The problem: Rescale the records below by rewriting every line, requests included, with each point coordinate in the answers multiplied by 1.85 and rounded to the nearest whole number, halves rounded up. Leave the pictures out of your answer.

Data for processing:

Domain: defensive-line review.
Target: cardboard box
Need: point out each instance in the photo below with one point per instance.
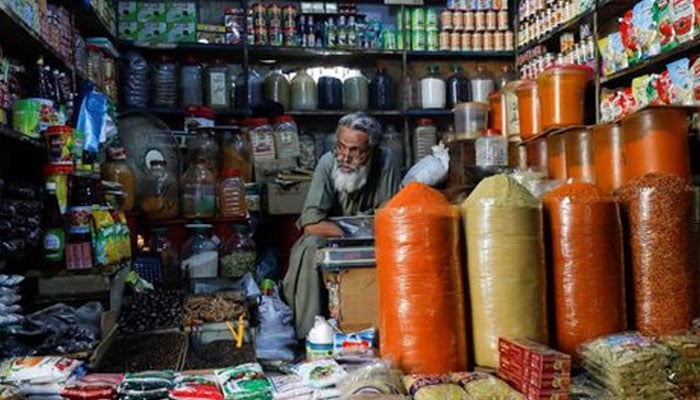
(286, 200)
(354, 298)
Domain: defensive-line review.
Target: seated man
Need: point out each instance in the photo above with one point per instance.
(356, 178)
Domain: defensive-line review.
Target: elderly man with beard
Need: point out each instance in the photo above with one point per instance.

Task solution:
Domain: defensive-line review.
Target: cardboard box
Need: point out each instance in the photo below with one point per instance.
(529, 370)
(655, 551)
Domain: defensive-line review.
Target: seated man
Need: point out each instance in the photo above with one point per instance.
(659, 329)
Domain: defensive-line review.
Target: elderly man with beard
Need: point out each instance in the photo above with one point per instance.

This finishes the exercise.